TASK REQUIREMENTS:
Identify each line in the records below that contains the word "roof", and copy every such line in full.

SOURCE RECORDS:
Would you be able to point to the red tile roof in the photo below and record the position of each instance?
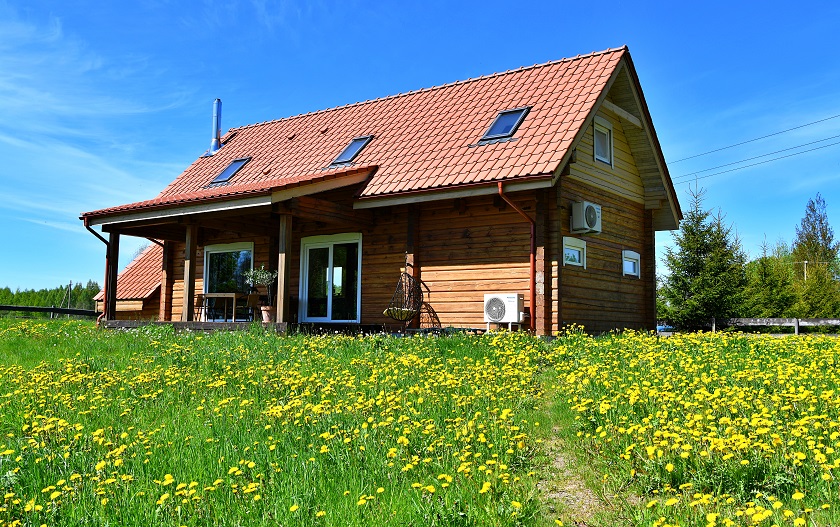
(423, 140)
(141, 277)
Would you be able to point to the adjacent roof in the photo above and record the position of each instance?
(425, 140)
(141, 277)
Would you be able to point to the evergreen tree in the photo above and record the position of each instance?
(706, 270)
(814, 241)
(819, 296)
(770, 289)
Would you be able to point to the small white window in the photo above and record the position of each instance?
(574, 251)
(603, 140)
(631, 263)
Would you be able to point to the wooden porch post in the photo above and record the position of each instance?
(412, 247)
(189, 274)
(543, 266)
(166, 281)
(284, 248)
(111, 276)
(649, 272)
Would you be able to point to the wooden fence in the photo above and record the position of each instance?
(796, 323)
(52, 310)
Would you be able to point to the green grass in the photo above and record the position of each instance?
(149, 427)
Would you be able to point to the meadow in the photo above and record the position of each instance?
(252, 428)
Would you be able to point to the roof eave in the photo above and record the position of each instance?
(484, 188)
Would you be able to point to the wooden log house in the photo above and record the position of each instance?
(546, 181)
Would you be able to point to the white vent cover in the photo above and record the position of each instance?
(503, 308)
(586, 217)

==

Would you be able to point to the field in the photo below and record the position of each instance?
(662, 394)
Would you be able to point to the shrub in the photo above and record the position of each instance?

CORRECT ANSWER:
Would you be able to point to the red tile roof in the photo below and record the position of each instance?
Would you be able to point to the adjacent roof in the photo above and record the position of each instance?
Would you be able to point to the roof eave in the photo above and record the position of each instance?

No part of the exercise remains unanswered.